▶ **Page excerpt**
"""
There are many routes into a career in foodservice, whether you’re already established as a foodservice worker, or are looking to enter into the industry. We take a look at a few educational paths available to aspiring foodservice employees.
There are a few routes to take if food tasting is a desired career goal. Culinary school is an expensive but prestigious route into this field, with establishments such as Le Cordon Bleu and The Culinary Institute of America (CIA) offering courses in culinary management and food studies.
A degree in food science or food studies where students can “develop an understanding of the scientific foundations of food” and “understand how culinary science enhances food quality”, is also helpful according to the CIA. However, culinary school isn’t essential, as Campbell’s Soup director Jane Freiman noted in an interview with Food and Wine magazine: “I find it more important that a candidate is hard working, curious, and has a passion for food. This career takes years of dedication and training—and having such a love for this [career and food] really makes the difference.”
Restaurant food critic
As food critics tend to freelance rather than work full-time, there aren’t set entry requirements or courses required to take to become a successful critic.
"""
Region pointing data:
"""
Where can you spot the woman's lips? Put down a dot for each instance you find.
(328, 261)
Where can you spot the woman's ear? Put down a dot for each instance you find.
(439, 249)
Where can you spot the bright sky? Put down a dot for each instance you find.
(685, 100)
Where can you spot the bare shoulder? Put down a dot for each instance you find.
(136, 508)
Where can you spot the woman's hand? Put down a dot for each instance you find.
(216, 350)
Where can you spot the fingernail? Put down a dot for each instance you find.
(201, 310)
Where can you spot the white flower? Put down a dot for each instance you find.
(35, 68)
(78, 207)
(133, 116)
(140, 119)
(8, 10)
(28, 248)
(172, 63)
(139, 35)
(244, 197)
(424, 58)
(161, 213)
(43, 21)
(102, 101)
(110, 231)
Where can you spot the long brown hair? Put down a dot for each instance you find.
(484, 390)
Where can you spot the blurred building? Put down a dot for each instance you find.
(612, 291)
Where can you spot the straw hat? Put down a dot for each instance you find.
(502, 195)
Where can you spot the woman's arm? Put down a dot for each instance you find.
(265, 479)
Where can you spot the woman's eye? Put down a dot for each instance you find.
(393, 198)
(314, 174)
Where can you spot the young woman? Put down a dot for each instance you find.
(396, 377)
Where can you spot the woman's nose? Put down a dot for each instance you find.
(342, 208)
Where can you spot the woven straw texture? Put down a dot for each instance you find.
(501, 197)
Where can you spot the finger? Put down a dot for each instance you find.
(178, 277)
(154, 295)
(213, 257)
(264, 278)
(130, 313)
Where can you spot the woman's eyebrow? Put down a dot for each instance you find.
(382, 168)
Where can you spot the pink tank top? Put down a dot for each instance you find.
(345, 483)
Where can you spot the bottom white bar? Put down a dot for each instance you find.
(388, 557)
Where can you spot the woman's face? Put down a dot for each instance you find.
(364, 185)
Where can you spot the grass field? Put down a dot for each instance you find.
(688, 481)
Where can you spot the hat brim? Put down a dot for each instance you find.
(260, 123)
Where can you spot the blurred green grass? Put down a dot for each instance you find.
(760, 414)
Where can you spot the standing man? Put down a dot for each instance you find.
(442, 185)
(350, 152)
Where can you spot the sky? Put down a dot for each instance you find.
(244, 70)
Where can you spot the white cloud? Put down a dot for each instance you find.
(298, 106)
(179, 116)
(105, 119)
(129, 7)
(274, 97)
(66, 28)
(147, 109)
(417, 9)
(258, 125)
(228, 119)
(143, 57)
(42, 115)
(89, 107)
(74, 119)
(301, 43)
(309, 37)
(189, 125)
"""
▶ **Complete the following**
(a) Name every company, school, or publication mentioned in the foodservice career article.
(b) Print the portion of the foodservice career article that begins at the words "There are a" and stops after the words "and food studies.".
(c) Using the foodservice career article, decide whether each statement agrees with it: (i) Culinary school is presented as an inexpensive route into food tasting. (ii) Food critics usually freelance instead of working full-time. (iii) Culinary school is treated as a requirement for a food tasting career. Answer yes or no for each and quote the words that decide it.
The listing has no connection to the foodservice career article.

▶ **Answers by task**
(a) Le Cordon Bleu, The Culinary Institute of America (CIA), Campbell’s Soup, Food and Wine magazine

(b)
There are a few routes to take if food tasting is a desired career goal. Culinary school is an expensive but prestigious route into this field, with establishments such as Le Cordon Bleu and The Culinary Institute of America (CIA) offering courses in culinary management and food studies.

(c)
(i) No: "Culinary school is an expensive but prestigious route into this field"
(ii) Yes: "food critics tend to freelance rather than work full-time"
(iii) No: "culinary school isn’t essential"